RAW DATA
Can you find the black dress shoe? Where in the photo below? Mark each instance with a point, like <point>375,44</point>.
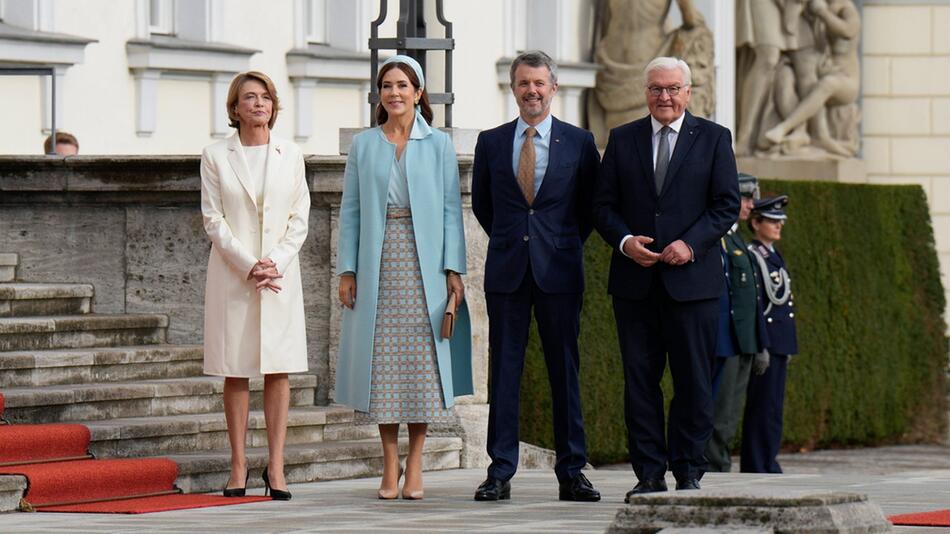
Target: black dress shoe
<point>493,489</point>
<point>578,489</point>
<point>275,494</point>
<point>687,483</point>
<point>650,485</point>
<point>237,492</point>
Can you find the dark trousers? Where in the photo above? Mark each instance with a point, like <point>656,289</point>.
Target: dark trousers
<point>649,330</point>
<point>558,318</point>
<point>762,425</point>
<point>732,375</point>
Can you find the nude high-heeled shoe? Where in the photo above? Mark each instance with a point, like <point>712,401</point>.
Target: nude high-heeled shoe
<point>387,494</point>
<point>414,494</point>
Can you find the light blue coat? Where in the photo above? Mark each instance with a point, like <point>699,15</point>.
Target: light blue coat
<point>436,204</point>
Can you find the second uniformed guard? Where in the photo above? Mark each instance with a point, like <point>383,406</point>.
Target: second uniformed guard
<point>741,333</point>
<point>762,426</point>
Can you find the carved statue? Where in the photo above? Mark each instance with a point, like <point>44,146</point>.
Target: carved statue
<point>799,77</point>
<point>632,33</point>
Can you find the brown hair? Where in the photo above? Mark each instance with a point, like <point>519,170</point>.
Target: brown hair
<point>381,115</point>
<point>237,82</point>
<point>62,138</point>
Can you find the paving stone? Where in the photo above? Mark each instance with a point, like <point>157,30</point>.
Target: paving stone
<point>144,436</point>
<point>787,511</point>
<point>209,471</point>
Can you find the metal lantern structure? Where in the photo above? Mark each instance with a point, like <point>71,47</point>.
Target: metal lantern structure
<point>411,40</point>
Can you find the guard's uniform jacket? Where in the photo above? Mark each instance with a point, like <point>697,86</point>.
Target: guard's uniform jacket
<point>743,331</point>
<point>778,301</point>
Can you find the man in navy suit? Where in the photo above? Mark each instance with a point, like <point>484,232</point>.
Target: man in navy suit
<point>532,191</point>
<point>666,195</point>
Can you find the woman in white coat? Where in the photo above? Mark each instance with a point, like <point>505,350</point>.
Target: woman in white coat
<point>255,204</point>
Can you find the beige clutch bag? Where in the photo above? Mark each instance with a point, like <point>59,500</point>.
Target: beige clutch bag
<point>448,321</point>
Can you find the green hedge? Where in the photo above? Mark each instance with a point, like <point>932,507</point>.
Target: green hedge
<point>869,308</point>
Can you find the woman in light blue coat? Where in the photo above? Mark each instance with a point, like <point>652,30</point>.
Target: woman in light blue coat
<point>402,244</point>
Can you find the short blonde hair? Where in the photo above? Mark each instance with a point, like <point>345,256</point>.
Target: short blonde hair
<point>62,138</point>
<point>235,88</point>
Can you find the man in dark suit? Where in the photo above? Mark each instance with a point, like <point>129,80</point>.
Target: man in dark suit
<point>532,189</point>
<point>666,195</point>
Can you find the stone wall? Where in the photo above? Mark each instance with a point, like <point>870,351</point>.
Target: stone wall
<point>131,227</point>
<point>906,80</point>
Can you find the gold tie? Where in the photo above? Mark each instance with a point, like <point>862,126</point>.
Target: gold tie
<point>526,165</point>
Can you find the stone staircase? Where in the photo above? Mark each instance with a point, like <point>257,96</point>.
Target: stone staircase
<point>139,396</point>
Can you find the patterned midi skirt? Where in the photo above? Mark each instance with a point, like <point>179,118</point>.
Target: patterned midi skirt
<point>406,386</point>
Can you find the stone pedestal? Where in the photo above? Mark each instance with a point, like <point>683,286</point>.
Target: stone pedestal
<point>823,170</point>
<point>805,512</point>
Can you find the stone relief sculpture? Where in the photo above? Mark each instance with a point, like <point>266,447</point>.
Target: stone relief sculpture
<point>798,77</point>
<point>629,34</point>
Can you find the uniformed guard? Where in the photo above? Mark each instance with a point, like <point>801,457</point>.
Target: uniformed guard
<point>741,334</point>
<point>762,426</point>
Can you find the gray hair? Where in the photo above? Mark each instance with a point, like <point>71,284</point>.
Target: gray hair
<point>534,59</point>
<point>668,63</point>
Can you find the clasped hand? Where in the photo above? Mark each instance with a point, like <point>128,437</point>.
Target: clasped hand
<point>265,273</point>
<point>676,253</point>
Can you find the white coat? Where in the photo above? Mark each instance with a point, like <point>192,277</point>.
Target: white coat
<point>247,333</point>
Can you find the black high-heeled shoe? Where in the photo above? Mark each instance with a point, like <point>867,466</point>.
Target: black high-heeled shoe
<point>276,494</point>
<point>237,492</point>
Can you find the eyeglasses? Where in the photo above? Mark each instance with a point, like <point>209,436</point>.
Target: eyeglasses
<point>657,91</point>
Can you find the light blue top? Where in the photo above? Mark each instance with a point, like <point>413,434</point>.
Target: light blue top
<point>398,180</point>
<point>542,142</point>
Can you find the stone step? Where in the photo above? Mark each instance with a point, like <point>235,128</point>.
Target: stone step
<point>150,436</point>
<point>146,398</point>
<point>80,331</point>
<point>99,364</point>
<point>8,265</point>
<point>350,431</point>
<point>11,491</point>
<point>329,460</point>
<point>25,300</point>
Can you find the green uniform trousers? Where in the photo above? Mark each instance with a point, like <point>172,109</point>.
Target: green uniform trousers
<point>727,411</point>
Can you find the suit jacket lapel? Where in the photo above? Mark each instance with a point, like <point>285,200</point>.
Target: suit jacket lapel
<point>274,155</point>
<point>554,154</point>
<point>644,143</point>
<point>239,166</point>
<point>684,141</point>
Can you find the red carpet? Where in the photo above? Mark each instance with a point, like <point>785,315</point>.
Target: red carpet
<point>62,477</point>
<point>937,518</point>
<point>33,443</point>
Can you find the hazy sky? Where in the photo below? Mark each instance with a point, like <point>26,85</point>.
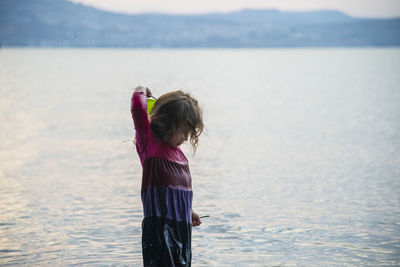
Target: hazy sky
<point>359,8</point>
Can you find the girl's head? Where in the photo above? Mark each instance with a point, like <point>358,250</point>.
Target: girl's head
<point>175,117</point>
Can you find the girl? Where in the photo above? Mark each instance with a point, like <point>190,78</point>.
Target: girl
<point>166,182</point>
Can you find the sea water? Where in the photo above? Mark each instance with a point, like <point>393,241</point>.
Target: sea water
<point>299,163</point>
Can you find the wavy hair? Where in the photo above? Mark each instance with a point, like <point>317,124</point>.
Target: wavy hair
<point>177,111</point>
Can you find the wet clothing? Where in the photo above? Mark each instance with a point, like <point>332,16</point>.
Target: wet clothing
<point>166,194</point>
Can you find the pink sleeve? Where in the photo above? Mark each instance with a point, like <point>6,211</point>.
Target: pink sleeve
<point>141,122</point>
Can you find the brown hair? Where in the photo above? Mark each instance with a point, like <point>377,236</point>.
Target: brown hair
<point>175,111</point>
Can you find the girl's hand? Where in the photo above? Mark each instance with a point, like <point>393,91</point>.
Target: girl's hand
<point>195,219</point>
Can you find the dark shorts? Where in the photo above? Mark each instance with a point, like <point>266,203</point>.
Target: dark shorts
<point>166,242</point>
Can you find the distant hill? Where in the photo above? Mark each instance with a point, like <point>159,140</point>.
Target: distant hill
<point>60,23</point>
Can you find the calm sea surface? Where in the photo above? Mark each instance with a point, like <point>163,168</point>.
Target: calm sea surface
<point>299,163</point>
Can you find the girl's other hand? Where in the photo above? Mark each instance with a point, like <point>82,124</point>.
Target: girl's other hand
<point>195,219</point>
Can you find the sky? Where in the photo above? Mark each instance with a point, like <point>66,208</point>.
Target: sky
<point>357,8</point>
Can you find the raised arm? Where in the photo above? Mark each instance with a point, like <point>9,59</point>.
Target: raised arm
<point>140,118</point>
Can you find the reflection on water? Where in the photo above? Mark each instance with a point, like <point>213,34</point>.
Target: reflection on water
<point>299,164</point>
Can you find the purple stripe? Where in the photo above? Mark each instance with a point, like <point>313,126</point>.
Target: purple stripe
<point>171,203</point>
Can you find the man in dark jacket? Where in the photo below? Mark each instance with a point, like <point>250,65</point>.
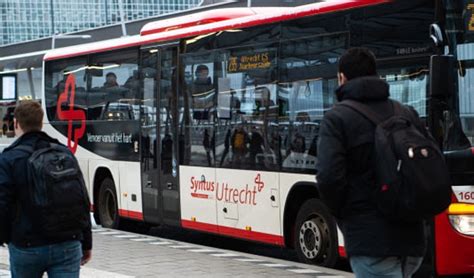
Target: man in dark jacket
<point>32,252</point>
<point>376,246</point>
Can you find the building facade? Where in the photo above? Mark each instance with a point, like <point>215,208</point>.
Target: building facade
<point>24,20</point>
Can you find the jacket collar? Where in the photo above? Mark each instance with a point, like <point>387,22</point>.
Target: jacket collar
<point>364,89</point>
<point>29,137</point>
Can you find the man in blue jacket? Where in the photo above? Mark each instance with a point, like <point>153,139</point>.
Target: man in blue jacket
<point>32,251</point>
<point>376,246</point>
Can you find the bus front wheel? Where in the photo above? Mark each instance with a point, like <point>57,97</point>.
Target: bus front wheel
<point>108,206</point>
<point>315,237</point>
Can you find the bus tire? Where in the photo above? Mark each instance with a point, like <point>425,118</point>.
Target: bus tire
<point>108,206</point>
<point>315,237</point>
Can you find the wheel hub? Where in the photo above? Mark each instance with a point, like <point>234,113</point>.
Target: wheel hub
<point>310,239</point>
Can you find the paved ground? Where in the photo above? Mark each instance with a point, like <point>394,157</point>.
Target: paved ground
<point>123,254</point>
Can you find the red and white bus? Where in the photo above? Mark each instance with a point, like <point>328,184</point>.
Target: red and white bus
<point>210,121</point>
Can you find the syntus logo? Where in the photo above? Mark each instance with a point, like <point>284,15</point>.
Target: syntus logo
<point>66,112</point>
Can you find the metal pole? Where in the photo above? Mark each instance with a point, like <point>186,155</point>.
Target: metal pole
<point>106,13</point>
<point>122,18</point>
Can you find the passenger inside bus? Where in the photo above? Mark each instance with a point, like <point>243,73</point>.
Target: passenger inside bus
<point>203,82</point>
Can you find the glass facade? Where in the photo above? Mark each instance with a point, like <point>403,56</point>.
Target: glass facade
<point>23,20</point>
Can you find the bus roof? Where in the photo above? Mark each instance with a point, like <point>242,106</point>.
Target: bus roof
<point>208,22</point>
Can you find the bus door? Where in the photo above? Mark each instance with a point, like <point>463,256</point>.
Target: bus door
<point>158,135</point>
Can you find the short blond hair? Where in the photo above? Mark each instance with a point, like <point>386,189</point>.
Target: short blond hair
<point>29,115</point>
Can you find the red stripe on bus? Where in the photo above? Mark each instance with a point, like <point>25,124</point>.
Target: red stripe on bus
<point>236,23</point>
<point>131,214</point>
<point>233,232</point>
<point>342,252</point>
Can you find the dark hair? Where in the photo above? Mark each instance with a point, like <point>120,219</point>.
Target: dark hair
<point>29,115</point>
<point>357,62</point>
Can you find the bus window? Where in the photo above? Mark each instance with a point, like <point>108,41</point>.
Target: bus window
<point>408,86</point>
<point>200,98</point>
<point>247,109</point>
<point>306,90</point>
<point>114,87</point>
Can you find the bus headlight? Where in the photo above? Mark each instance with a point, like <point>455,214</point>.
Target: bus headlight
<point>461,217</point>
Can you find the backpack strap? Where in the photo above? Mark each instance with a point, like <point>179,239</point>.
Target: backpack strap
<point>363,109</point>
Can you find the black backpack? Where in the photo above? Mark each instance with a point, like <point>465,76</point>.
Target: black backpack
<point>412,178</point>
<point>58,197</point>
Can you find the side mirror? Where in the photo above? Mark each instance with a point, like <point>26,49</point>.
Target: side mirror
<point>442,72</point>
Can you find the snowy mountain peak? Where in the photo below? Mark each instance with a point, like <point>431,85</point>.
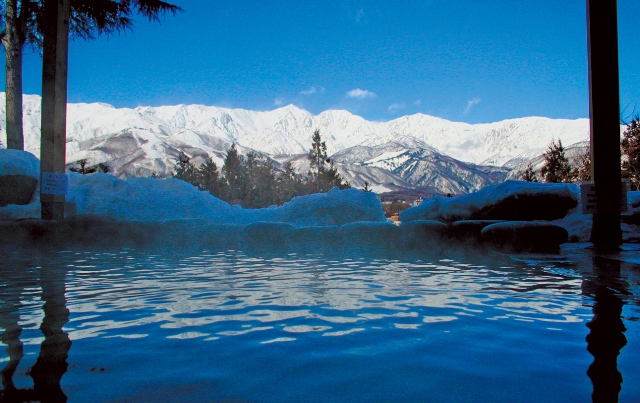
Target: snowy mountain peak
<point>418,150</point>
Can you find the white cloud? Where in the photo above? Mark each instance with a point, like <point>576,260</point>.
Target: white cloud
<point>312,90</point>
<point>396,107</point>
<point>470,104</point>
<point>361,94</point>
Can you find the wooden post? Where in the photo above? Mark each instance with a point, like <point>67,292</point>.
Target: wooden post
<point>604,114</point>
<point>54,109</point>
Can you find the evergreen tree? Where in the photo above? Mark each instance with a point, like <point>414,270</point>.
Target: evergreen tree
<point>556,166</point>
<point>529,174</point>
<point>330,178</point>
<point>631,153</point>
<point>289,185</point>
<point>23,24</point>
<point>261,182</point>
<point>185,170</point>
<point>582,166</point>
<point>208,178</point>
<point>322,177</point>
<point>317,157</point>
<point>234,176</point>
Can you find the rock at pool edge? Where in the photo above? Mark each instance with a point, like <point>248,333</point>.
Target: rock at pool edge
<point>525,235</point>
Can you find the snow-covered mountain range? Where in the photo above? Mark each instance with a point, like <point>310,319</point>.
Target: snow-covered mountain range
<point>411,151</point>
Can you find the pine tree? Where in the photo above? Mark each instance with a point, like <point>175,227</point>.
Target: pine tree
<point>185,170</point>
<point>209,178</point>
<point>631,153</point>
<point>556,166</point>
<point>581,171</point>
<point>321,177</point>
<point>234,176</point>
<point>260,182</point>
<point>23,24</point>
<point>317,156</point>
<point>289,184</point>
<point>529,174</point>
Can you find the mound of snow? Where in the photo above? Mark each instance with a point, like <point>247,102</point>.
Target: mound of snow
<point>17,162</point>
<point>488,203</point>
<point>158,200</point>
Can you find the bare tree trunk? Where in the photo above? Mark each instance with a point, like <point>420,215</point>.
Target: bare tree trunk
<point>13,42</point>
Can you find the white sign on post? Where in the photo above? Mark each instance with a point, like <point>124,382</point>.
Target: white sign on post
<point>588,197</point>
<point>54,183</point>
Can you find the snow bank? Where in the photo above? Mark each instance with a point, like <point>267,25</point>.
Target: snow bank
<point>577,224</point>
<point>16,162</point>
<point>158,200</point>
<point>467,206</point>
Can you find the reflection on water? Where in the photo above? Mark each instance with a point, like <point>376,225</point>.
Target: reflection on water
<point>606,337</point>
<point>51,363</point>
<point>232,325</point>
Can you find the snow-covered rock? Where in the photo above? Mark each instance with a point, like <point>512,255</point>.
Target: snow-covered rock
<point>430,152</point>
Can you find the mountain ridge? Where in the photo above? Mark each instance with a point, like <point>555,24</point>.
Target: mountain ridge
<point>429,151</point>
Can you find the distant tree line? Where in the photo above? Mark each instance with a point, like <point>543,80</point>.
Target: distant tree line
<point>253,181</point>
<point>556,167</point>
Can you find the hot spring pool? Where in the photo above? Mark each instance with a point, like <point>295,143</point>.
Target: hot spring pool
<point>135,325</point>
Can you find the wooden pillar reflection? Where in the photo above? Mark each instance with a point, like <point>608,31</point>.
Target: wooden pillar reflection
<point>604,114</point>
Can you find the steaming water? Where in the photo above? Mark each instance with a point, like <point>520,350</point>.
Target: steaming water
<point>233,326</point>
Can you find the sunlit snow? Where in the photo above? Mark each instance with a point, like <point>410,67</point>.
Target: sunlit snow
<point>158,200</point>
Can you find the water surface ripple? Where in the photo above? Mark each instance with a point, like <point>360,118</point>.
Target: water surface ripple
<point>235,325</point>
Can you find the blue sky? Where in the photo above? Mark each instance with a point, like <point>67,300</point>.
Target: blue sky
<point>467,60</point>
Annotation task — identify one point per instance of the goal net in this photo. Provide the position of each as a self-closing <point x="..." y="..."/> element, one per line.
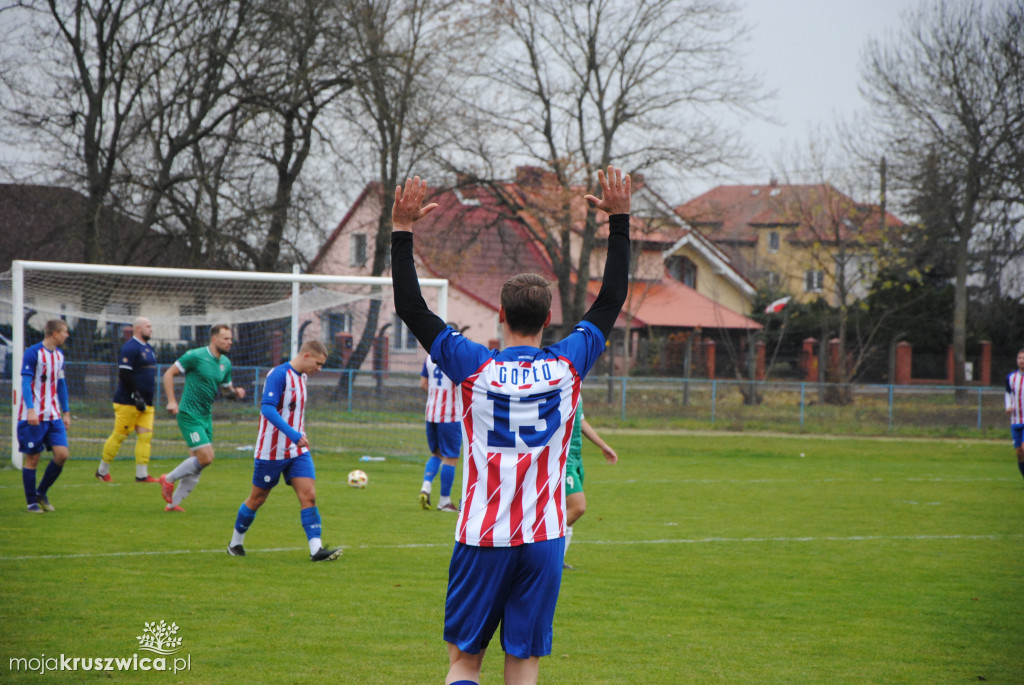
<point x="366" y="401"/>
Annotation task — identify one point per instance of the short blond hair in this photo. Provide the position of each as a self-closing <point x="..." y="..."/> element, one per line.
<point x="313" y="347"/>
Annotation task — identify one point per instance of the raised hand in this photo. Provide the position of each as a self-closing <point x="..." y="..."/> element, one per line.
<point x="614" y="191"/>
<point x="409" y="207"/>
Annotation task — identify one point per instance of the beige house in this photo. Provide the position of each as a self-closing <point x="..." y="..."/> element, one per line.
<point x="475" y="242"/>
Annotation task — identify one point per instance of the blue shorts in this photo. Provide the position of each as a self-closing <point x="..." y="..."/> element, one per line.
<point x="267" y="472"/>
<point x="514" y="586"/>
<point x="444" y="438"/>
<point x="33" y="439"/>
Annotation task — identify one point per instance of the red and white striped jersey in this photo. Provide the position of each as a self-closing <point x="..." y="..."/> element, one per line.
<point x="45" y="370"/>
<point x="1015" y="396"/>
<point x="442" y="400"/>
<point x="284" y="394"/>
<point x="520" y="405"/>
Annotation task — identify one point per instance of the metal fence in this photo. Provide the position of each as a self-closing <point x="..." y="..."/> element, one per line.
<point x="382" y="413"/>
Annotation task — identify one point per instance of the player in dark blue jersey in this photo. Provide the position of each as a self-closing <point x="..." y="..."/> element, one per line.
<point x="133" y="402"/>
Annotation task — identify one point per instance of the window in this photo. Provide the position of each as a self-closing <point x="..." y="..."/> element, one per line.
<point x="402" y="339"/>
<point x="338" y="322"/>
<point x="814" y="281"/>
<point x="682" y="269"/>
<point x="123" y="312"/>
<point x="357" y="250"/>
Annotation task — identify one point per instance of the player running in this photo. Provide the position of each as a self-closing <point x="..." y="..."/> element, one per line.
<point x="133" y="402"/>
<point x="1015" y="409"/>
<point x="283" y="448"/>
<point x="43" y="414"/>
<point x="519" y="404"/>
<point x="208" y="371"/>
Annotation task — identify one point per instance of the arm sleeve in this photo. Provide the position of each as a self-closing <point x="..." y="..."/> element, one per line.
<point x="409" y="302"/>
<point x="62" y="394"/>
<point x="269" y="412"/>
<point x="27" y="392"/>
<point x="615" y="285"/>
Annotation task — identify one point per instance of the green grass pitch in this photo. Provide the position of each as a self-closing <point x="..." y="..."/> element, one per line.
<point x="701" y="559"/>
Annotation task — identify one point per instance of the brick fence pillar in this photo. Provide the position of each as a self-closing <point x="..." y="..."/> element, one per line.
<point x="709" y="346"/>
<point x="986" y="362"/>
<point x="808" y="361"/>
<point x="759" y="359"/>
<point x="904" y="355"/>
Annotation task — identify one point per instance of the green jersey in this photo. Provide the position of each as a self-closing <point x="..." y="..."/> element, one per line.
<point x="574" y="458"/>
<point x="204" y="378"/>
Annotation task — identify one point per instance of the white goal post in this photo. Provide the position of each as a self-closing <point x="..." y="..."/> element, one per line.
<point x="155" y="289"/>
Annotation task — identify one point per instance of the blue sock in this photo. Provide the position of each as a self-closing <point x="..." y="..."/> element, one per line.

STATED EXERCISE
Rewrite the records from the first line up to and including the line containing "<point>687,483</point>", and shift every coordinate in the answer points by adding 65 to it. Keep all the other text on these lines unchanged, and leave the picture out.

RESULT FOR THIS EXERCISE
Can you find the black dress shoe? Where in the photo below? Mark each instance with a point, like <point>375,44</point>.
Target: black dress shoe
<point>558,554</point>
<point>643,554</point>
<point>340,559</point>
<point>752,548</point>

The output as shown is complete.